It’s a powerful statement to proclaim “no more performance reviews.” The concept of removing measures of mediocrity is important.  Measuring ‘average’ doesn’t drive top talent and doesn’t inspire even average talent which plagues your company today. As companies compete for top talent incentives are changing. They have to, because existing methods are not able to retain great employees.  It’s no longer ‘good enough’ just to pay them more, or provide constructive feedback. They need engagement: welcome the introduction of the millennial into the workforce.

 

Real Talent Drivers

It’s great to hear that Deloitte is changing the performance management process (a sampling population of 1,954 or 3% and average error rates of 5% is problematic).  Regardless, variable compensation tends to restrict human capital development. Is this new? In any event, we do know what top performers stay, and why they leave. We know that the number one factor good people leave companies is horrible leadership.  It’s not only incompetent leadership, which is all too pervasive. Great employees leave because their beliefs, values and the company mission had changed from what they thought or bought into when they initially joined.

__INSTRUCTION 1__. List every figure in the performance-review text that is written in digits.
__INSTRUCTION 2__. Continue the piece on performance reviews and talent retention from the point where it stops.

__MATERIAL PROVIDED__.
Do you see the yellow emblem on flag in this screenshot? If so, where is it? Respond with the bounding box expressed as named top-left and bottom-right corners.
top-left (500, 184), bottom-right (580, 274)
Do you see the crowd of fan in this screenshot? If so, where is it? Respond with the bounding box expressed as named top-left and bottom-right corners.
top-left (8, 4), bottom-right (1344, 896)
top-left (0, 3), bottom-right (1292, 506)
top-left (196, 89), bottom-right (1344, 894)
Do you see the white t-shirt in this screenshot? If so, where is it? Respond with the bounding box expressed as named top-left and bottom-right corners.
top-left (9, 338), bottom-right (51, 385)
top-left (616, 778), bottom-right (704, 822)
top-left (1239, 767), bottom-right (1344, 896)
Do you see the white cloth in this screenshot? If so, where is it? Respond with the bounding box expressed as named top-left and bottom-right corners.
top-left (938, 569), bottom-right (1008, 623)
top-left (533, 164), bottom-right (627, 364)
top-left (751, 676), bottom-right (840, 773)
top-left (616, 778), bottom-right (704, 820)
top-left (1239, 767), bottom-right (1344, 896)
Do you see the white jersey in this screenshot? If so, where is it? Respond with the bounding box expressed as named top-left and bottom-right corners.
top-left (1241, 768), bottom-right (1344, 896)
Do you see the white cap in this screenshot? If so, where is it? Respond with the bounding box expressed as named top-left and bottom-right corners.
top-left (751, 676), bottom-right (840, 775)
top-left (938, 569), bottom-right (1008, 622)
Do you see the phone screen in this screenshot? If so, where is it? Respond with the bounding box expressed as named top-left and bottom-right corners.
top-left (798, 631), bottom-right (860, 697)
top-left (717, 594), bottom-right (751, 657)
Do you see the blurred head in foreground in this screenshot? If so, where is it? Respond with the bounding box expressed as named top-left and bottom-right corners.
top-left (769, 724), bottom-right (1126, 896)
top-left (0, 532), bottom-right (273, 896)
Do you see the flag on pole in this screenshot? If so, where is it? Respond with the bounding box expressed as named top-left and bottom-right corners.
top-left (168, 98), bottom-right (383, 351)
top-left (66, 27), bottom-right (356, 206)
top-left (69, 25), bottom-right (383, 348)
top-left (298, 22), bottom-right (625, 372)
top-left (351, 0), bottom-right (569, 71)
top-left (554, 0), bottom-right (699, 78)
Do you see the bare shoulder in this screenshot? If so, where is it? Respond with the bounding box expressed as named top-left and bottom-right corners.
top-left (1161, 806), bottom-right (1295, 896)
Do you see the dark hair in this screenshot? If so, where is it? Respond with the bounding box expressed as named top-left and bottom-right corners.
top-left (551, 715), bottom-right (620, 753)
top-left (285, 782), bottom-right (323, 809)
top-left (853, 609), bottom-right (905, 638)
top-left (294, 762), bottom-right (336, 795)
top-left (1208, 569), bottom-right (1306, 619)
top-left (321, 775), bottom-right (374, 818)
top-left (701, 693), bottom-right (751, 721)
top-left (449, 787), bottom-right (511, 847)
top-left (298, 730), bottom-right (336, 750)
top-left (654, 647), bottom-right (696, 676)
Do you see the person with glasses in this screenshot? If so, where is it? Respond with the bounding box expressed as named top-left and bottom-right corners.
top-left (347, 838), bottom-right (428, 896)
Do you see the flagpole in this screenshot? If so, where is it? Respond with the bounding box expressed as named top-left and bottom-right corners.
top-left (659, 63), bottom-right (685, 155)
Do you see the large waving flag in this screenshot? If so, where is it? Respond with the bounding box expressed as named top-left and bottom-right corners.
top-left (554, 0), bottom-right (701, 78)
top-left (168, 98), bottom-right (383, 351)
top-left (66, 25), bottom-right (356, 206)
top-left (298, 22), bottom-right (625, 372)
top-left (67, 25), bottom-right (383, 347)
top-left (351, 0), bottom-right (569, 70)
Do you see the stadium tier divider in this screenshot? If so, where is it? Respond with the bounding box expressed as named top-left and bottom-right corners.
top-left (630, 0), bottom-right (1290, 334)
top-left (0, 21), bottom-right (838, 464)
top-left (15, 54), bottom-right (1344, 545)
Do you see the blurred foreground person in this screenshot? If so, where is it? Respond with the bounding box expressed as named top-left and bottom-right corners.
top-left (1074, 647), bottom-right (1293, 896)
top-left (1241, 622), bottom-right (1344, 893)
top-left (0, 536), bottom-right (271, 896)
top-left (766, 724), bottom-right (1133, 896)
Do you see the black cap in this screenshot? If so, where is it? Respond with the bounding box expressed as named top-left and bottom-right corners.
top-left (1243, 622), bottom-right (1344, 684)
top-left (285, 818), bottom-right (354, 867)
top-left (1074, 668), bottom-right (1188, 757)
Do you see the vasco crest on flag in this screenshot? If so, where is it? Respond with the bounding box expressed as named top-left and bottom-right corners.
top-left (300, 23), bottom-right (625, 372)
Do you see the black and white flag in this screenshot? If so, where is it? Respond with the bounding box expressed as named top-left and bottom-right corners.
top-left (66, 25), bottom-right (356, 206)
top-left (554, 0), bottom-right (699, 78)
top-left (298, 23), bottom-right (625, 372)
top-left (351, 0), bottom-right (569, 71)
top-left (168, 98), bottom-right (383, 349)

__ANSWER 1__. 1,954; 3%; 5%

__ANSWER 2__.
 

Top leaders (employees) are looking for three things:

  1. Autonomy – have control in what you do
  2. Mastery – focus on your strengths
  3. Purpose – feel (emotion) you are making a positive difference

 

 mastery

 

Measuring Employees

How is the return on human capital (RoHC) measured? One measurement is effectiveness. For example, how an employee is rated, 360 reviews, or alignment to predetermined evaluation criteria.  A second measurement is efficiency or example time spent on tasks (project accounting) or overall hours spent by employee. Neither of these measures value created.

 

Employees Work with You, Not For You

 

In 2014 David Williams, wrote in Forbes three reasons to abolish employee reviews: 1. They focus on the negative 2. An employee never forgets a bad review experience. 3. Employees are asked to rate themselves, often never above a 3. Williams presented Eleanor Roosevelt who reminds us, “No one can make you feel inferior without your consent.”

 

You own the decision.  You as the employee, whether you’re way down reporting to someone else way down or the CEO reporting to the board, can decide who to work with. Often employers and managers forget this.  Average employees may stay, the great ones will leave.  They won’t ask permission: just tomorrow they will be gone.

 

Questions of Root Deduction

How were teams selected for the control groups?

Were team selected randomly, taking into account low performance teams and high performance teams, or were the teams selected from above average teams?

If the sampling population is from a distribution that were mostly high performers, how does this impact the survey results?

Does this logic apply outside of Professional Services that was sampled?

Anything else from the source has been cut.